CHALLENGE A: Please translate this sentence from the passage on Lindo and Waverly Jong into Spanish: "Waverly manages to irritate her mother when she resists parental guidance."

── PASSAGE PROVIDED

Lindo Jong is cunning, shrewd, resourceful; Waverly Jong is her mother's daughter. Waverly manages to irritate her mother when she resists parental guidance. Judith Arcana posits that "some daughters spend all or most of their energy trying futilely to be as different from their mothers as possible in behavior, appearance, relations with friends, lovers, children, husbands" (9). Waverly is a strategist in getting her brother to teach her to play chess, in winning at chess, in gaining her mother's forgiveness when she is rude and getting her mother's acceptance of the man she plans to marry. Lindo proudly reminds Waverly that she has inherited her ability to win from her.

────
── DATA FOR PROCESSING

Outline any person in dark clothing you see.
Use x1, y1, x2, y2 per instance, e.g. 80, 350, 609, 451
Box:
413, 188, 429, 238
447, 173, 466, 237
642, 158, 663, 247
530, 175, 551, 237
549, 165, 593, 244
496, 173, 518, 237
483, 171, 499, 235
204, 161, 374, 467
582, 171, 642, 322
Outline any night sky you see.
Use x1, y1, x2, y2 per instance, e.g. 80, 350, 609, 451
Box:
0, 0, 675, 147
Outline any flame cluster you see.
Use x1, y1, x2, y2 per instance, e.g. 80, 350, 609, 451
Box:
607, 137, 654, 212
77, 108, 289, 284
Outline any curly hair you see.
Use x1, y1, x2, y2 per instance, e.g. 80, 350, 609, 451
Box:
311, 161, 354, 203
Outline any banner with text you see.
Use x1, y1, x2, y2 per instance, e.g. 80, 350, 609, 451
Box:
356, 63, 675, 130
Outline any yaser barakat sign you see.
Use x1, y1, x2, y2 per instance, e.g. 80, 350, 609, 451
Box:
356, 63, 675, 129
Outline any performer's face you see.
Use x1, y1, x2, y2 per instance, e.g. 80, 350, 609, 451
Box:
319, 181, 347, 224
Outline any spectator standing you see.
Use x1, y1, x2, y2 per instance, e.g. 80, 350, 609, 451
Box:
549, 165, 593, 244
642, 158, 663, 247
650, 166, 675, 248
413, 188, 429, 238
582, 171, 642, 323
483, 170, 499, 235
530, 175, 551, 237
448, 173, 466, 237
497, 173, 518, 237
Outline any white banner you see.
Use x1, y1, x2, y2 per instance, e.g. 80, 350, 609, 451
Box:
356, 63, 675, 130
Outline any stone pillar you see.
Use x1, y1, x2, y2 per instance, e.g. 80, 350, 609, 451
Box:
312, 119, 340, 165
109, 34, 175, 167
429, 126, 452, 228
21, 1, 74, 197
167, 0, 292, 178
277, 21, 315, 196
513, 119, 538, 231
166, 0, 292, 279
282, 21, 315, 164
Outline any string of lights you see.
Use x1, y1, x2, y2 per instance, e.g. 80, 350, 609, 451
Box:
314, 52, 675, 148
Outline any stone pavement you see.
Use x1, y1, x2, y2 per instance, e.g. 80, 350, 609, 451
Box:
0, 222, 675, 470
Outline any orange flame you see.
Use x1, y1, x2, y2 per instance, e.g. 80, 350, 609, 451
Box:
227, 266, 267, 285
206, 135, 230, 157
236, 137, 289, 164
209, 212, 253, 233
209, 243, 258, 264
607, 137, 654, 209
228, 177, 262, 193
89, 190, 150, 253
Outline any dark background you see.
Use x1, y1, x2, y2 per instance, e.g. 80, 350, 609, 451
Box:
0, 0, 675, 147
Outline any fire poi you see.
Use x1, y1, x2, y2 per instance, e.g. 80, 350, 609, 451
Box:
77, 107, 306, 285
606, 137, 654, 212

────
── DATA FOR PROCESSING

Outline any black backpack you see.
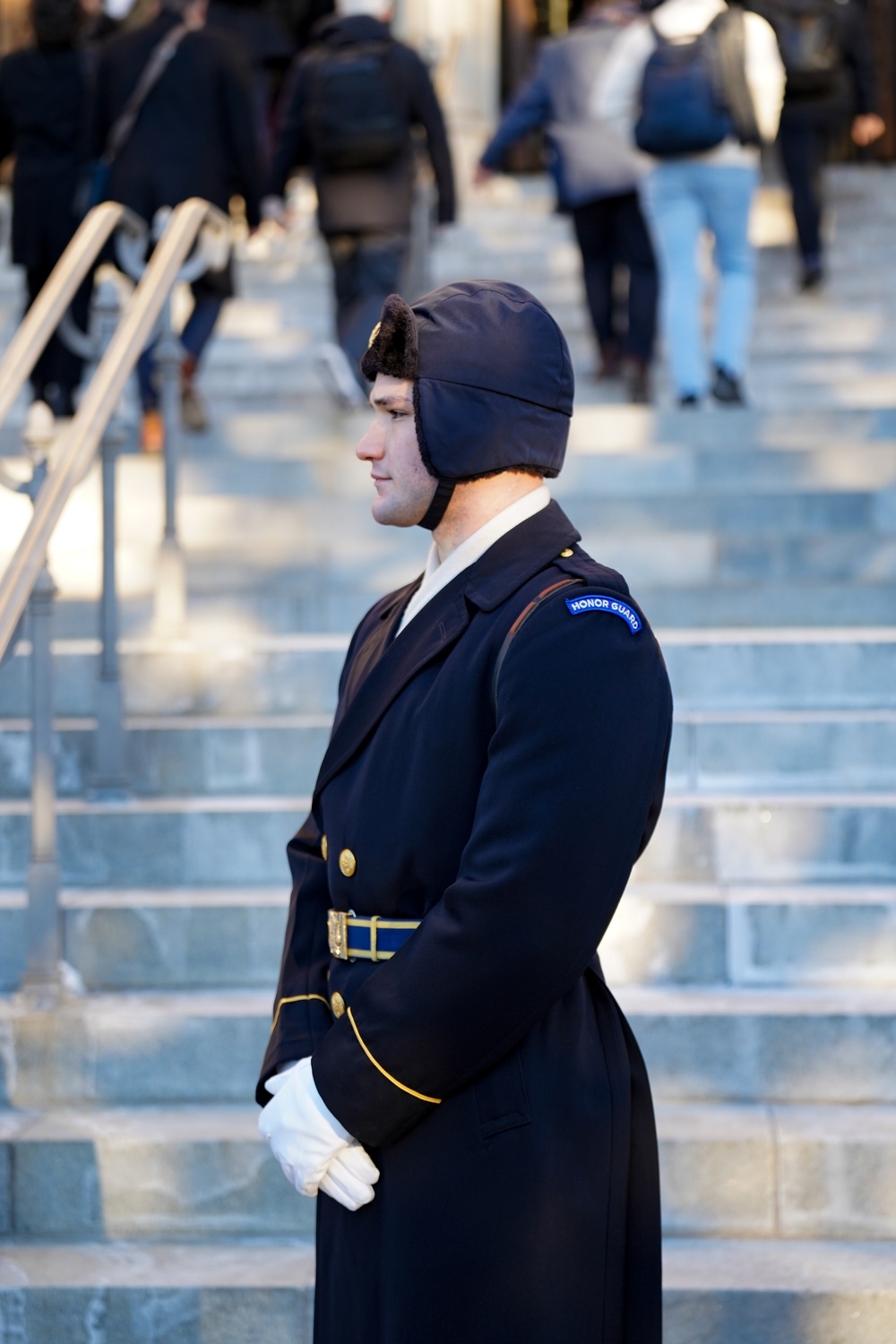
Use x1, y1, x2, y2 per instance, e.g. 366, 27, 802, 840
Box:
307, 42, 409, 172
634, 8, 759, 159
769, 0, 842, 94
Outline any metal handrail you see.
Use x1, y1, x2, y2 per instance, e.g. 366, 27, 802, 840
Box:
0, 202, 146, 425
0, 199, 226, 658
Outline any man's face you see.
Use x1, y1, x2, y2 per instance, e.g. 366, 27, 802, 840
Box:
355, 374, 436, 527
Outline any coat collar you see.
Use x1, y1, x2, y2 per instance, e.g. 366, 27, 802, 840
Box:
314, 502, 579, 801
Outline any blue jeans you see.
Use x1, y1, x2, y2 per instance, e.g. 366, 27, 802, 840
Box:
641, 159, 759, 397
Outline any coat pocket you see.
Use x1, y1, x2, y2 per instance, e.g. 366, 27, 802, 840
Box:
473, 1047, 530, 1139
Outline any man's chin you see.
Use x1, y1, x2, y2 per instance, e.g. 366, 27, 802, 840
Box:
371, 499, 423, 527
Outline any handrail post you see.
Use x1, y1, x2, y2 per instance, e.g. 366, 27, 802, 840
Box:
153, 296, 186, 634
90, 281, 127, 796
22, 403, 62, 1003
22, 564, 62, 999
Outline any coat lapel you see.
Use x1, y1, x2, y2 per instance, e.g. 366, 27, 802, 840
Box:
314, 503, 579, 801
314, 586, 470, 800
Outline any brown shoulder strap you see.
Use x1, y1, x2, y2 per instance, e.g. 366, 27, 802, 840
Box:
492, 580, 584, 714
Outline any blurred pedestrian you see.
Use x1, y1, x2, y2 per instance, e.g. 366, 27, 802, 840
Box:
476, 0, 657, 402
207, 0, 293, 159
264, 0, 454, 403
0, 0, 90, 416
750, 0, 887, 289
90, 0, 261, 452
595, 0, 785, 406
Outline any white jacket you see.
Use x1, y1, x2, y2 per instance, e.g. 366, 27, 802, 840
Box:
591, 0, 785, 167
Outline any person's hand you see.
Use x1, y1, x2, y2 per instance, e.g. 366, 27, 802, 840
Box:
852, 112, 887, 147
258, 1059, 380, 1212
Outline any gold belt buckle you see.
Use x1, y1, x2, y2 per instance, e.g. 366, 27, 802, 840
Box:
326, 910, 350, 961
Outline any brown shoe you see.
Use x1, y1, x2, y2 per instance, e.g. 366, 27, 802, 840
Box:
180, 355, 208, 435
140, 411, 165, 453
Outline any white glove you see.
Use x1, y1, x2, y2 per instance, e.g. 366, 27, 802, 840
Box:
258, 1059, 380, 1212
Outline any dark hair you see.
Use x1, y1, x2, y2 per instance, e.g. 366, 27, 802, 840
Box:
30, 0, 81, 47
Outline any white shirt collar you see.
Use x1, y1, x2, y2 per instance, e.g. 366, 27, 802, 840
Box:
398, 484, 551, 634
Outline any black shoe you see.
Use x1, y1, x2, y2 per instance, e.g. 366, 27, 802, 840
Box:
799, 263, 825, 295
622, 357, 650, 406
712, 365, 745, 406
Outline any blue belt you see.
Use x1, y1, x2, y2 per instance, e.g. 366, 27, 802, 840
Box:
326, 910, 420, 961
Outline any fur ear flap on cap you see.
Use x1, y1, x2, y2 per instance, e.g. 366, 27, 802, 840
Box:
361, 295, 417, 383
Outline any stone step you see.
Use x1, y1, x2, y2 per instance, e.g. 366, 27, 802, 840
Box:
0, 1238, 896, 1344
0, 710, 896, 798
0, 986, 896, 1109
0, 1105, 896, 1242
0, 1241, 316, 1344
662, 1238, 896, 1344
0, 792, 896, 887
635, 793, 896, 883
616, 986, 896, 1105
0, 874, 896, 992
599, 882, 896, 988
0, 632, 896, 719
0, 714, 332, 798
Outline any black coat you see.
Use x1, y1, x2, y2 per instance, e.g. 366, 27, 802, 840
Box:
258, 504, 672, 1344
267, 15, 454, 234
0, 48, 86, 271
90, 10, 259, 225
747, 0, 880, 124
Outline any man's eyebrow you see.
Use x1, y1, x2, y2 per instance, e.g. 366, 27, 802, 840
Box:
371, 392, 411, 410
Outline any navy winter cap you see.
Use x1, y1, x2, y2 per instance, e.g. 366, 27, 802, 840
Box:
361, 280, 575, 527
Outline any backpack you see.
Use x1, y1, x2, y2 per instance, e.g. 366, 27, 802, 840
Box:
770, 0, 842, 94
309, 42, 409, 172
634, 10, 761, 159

────

CHALLENGE B: Rewrite the rows between the line holding "Outline any blurred pedestrian you see." and the line holding "326, 910, 420, 961", inclusive, as a Markdown table with the columns Number and Record line, numbering from 1 and leaving out blank lines.

CORRECT RESULT A: Waverly logra irritar a su madre cuando se resiste a la orientación de sus padres.

CORRECT RESULT B:
| Number | Record line |
|---|---|
| 1 | Outline any blurred pedestrian you see. |
| 2 | Use x1, y1, x2, y2 per instance, e.g. 366, 27, 802, 840 |
| 3 | Box: |
| 4 | 476, 0, 657, 402 |
| 5 | 207, 0, 293, 159 |
| 6 | 264, 0, 454, 403 |
| 7 | 0, 0, 90, 416 |
| 8 | 750, 0, 887, 289 |
| 9 | 90, 0, 261, 452 |
| 10 | 595, 0, 785, 406 |
| 11 | Outline any white jacket you see. |
| 12 | Use x1, y1, x2, y2 per instance, e.g. 366, 27, 802, 840 |
| 13 | Box: |
| 14 | 591, 0, 785, 167 |
| 15 | Outline any person's hand you see. |
| 16 | Use x1, y1, x2, y2 per instance, e.g. 366, 27, 802, 840 |
| 17 | Box: |
| 18 | 852, 112, 887, 147 |
| 19 | 258, 1059, 380, 1212 |
| 20 | Outline any gold belt buckle you see. |
| 21 | Use x1, y1, x2, y2 per instance, e.g. 366, 27, 802, 840 |
| 22 | Box: |
| 23 | 326, 910, 350, 961 |
| 24 | Outline any brown shoe you see. |
| 25 | Use x1, y1, x2, y2 per instance, e.g. 366, 27, 802, 840 |
| 26 | Box: |
| 27 | 180, 355, 208, 435 |
| 28 | 140, 411, 165, 453 |
| 29 | Outline any white glove you see. |
| 30 | Use x1, y1, x2, y2 per instance, e.g. 366, 27, 802, 840 |
| 31 | Box: |
| 32 | 258, 1059, 380, 1212 |
| 33 | Outline any dark hair you see. |
| 34 | Use x1, y1, x2, y2 per instance, e.g. 366, 27, 802, 840 |
| 35 | Box: |
| 36 | 30, 0, 81, 47 |
| 37 | Outline any white shirt collar you see. |
| 38 | Use x1, y1, x2, y2 per instance, e.g. 366, 27, 802, 840 |
| 39 | Box: |
| 40 | 398, 484, 551, 634 |
| 41 | Outline any black shoe you see. |
| 42 | Use x1, y1, x2, y2 per instance, e.g. 366, 27, 802, 840 |
| 43 | Box: |
| 44 | 799, 263, 825, 295 |
| 45 | 622, 357, 650, 406 |
| 46 | 712, 365, 745, 406 |
| 47 | Outline any blue belt you see. |
| 48 | Use x1, y1, x2, y2 per instance, e.g. 366, 27, 802, 840 |
| 49 | Box: |
| 50 | 326, 910, 420, 961 |